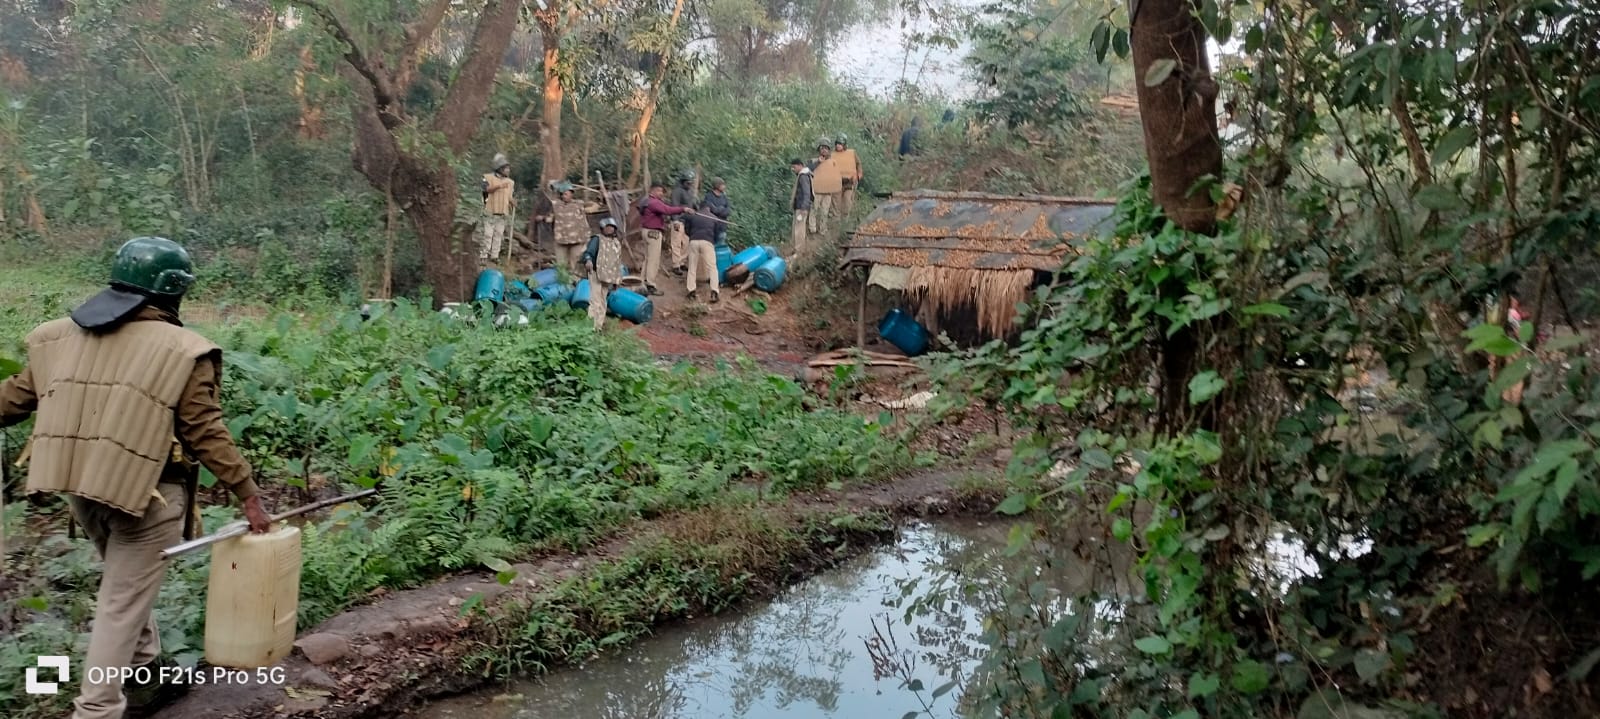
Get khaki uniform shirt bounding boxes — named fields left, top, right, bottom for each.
left=835, top=149, right=863, bottom=186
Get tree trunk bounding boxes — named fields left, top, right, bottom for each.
left=294, top=45, right=326, bottom=139
left=296, top=0, right=519, bottom=305
left=1132, top=0, right=1220, bottom=234
left=538, top=20, right=564, bottom=187
left=627, top=0, right=687, bottom=186
left=395, top=161, right=472, bottom=304
left=1130, top=0, right=1222, bottom=433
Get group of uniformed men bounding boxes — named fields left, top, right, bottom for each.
left=471, top=134, right=862, bottom=330
left=788, top=135, right=864, bottom=258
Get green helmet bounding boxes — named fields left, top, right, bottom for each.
left=112, top=237, right=195, bottom=297
left=554, top=180, right=574, bottom=194
left=835, top=134, right=848, bottom=146
left=679, top=169, right=696, bottom=183
left=817, top=136, right=832, bottom=148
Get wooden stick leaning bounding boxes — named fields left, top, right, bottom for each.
left=159, top=488, right=380, bottom=560
left=502, top=197, right=517, bottom=268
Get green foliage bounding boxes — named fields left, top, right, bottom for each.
left=965, top=1, right=1094, bottom=136
left=0, top=302, right=906, bottom=717
left=922, top=0, right=1600, bottom=715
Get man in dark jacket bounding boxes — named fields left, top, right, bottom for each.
left=899, top=116, right=922, bottom=157
left=789, top=159, right=814, bottom=258
left=702, top=178, right=732, bottom=247
left=682, top=204, right=721, bottom=303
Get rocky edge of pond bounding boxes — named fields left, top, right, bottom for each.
left=160, top=469, right=998, bottom=719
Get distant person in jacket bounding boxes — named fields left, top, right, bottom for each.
left=636, top=185, right=688, bottom=296
left=682, top=203, right=721, bottom=303
left=580, top=217, right=624, bottom=330
left=808, top=138, right=842, bottom=236
left=833, top=136, right=863, bottom=216
left=789, top=159, right=814, bottom=257
left=703, top=177, right=732, bottom=248
left=898, top=117, right=922, bottom=158
left=668, top=170, right=697, bottom=276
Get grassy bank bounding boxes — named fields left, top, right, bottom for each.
left=0, top=284, right=915, bottom=716
left=467, top=504, right=898, bottom=686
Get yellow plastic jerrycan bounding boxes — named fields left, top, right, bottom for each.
left=204, top=524, right=303, bottom=668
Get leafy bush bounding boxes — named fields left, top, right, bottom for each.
left=1, top=301, right=907, bottom=717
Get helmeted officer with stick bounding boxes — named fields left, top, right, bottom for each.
left=0, top=237, right=271, bottom=719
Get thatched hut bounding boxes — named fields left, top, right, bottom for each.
left=840, top=190, right=1117, bottom=348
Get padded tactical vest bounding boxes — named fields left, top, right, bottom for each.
left=22, top=317, right=219, bottom=517
left=811, top=155, right=843, bottom=194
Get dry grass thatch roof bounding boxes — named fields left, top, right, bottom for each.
left=841, top=190, right=1116, bottom=272
left=907, top=267, right=1034, bottom=338
left=843, top=191, right=1117, bottom=339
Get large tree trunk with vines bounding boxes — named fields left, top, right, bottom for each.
left=294, top=0, right=519, bottom=305
left=1131, top=0, right=1222, bottom=432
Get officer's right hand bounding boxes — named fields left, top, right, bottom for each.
left=242, top=495, right=271, bottom=533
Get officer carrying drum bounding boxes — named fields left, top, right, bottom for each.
left=0, top=237, right=272, bottom=719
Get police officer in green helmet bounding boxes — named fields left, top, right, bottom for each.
left=1, top=237, right=272, bottom=719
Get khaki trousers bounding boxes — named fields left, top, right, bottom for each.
left=841, top=186, right=857, bottom=216
left=477, top=213, right=509, bottom=261
left=587, top=273, right=614, bottom=330
left=554, top=243, right=584, bottom=277
left=791, top=211, right=810, bottom=257
left=642, top=229, right=665, bottom=288
left=809, top=194, right=835, bottom=235
left=685, top=240, right=719, bottom=295
left=68, top=483, right=188, bottom=719
left=668, top=221, right=689, bottom=270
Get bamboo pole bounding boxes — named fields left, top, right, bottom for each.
left=857, top=268, right=868, bottom=349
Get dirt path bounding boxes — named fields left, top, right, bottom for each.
left=159, top=468, right=997, bottom=719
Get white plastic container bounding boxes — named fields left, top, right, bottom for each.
left=204, top=525, right=302, bottom=668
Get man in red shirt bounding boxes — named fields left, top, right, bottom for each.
left=636, top=184, right=688, bottom=296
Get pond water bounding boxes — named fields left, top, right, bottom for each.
left=415, top=516, right=1360, bottom=719
left=416, top=520, right=1071, bottom=719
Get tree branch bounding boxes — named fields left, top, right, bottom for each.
left=397, top=0, right=455, bottom=89
left=288, top=0, right=405, bottom=130
left=431, top=0, right=524, bottom=153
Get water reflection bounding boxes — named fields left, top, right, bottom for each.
left=418, top=521, right=1047, bottom=719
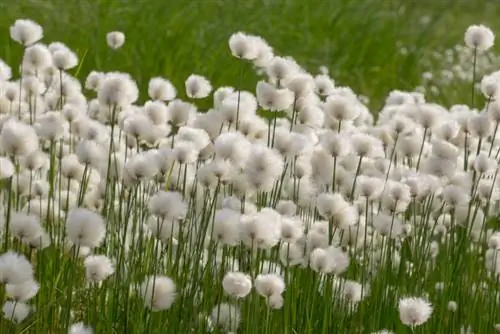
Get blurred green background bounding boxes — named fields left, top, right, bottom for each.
left=0, top=0, right=498, bottom=109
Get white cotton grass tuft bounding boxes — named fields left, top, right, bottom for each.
left=5, top=280, right=39, bottom=302
left=464, top=24, right=495, bottom=51
left=229, top=32, right=258, bottom=60
left=0, top=119, right=39, bottom=156
left=106, top=31, right=125, bottom=49
left=254, top=273, right=285, bottom=297
left=66, top=208, right=106, bottom=248
left=0, top=251, right=34, bottom=284
left=84, top=255, right=115, bottom=283
left=148, top=191, right=187, bottom=221
left=185, top=74, right=212, bottom=99
left=10, top=19, right=43, bottom=46
left=97, top=72, right=139, bottom=107
left=0, top=59, right=12, bottom=81
left=222, top=272, right=253, bottom=298
left=69, top=322, right=94, bottom=334
left=0, top=157, right=15, bottom=179
left=210, top=303, right=240, bottom=332
left=148, top=77, right=176, bottom=101
left=2, top=301, right=31, bottom=323
left=140, top=275, right=177, bottom=311
left=398, top=297, right=433, bottom=327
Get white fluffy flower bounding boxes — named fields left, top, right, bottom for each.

What you should do
Begin with the line that contains "Get water reflection" and copy every line through the end of the listing, exactly as written, both ends included. Pictures are not part of the copy.

Answer to this problem
Get water reflection bounding boxes — named fields left, top, right, bottom for each.
left=418, top=521, right=1047, bottom=719
Get blurred green background bounding boxes — named fields left, top, right, bottom for each.
left=0, top=0, right=498, bottom=109
Get white cotton grass tuft bounding boxes — named fields left, top, right, bottom for each.
left=5, top=280, right=39, bottom=302
left=464, top=24, right=495, bottom=51
left=229, top=32, right=258, bottom=60
left=0, top=119, right=39, bottom=156
left=106, top=31, right=125, bottom=49
left=254, top=273, right=285, bottom=297
left=66, top=208, right=106, bottom=248
left=0, top=251, right=34, bottom=284
left=84, top=255, right=115, bottom=283
left=148, top=191, right=187, bottom=221
left=185, top=74, right=212, bottom=99
left=10, top=19, right=43, bottom=46
left=97, top=72, right=139, bottom=107
left=0, top=59, right=12, bottom=81
left=222, top=272, right=253, bottom=298
left=69, top=322, right=94, bottom=334
left=0, top=157, right=15, bottom=179
left=210, top=303, right=240, bottom=332
left=148, top=77, right=176, bottom=101
left=2, top=301, right=31, bottom=323
left=140, top=275, right=177, bottom=311
left=398, top=297, right=433, bottom=327
Get white fluffy flower bounding boxes — named fields left, top, right, bottom for each.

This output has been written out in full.